━━ Data supplied

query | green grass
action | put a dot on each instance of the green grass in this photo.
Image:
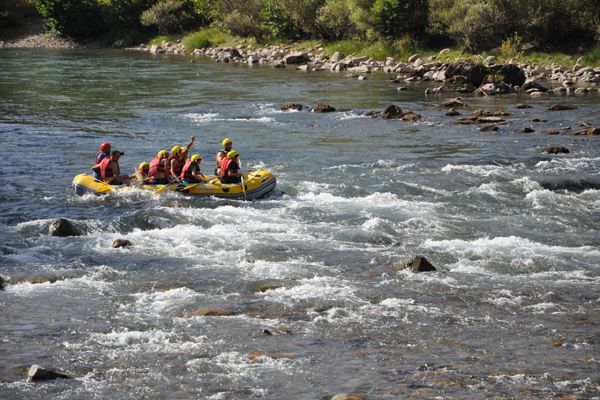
(207, 38)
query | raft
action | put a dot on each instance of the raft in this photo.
(257, 184)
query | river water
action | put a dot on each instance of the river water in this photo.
(513, 310)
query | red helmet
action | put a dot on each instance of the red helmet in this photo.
(105, 147)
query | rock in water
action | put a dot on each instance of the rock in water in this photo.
(39, 373)
(416, 264)
(560, 107)
(63, 227)
(292, 106)
(323, 107)
(121, 243)
(346, 396)
(392, 112)
(557, 150)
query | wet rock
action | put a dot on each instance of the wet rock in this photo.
(466, 121)
(557, 149)
(489, 128)
(323, 107)
(292, 106)
(416, 264)
(576, 185)
(561, 107)
(493, 89)
(207, 312)
(263, 286)
(38, 373)
(551, 132)
(490, 120)
(63, 227)
(486, 113)
(411, 116)
(457, 84)
(511, 74)
(536, 85)
(118, 243)
(392, 112)
(457, 102)
(587, 132)
(297, 58)
(473, 74)
(346, 396)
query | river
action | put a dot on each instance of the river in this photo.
(513, 310)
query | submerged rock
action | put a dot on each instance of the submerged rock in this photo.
(557, 149)
(292, 106)
(207, 312)
(561, 107)
(346, 396)
(39, 373)
(63, 227)
(323, 107)
(392, 112)
(117, 243)
(416, 264)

━━━━

Write out all the entries exactly, except for the pictures.

Exercise response:
query | green grass
action | put a dot on each instance of the green grass in this photo.
Image:
(207, 38)
query | raft
action | put a dot on each instance of the raft in this photo.
(257, 184)
query | river water
action | put a dot on each instance of the river water in this photo.
(513, 310)
query | red helmet
action | put a dot on each instance of the red helmet in this photo.
(105, 147)
query | rock in water
action | put a dot on each instance of the rock in water in this photo.
(39, 373)
(416, 264)
(560, 107)
(63, 227)
(292, 106)
(323, 107)
(121, 243)
(346, 396)
(392, 112)
(557, 150)
query | wet rock
action | put a dot on each instance of the wet rock in this photo.
(466, 121)
(557, 149)
(489, 128)
(323, 107)
(292, 106)
(416, 264)
(576, 185)
(561, 107)
(493, 89)
(207, 312)
(263, 286)
(38, 373)
(551, 132)
(490, 120)
(63, 227)
(486, 113)
(411, 116)
(457, 84)
(511, 74)
(536, 85)
(118, 243)
(392, 112)
(457, 102)
(587, 132)
(297, 58)
(473, 74)
(346, 396)
query | river
action | put a dot on each instance of the river in this photo.
(513, 310)
query | submerged rock
action | put a dot on each instance of the submerged rock in this photo.
(557, 149)
(292, 106)
(207, 312)
(561, 107)
(346, 396)
(39, 373)
(63, 227)
(323, 107)
(392, 112)
(117, 243)
(416, 264)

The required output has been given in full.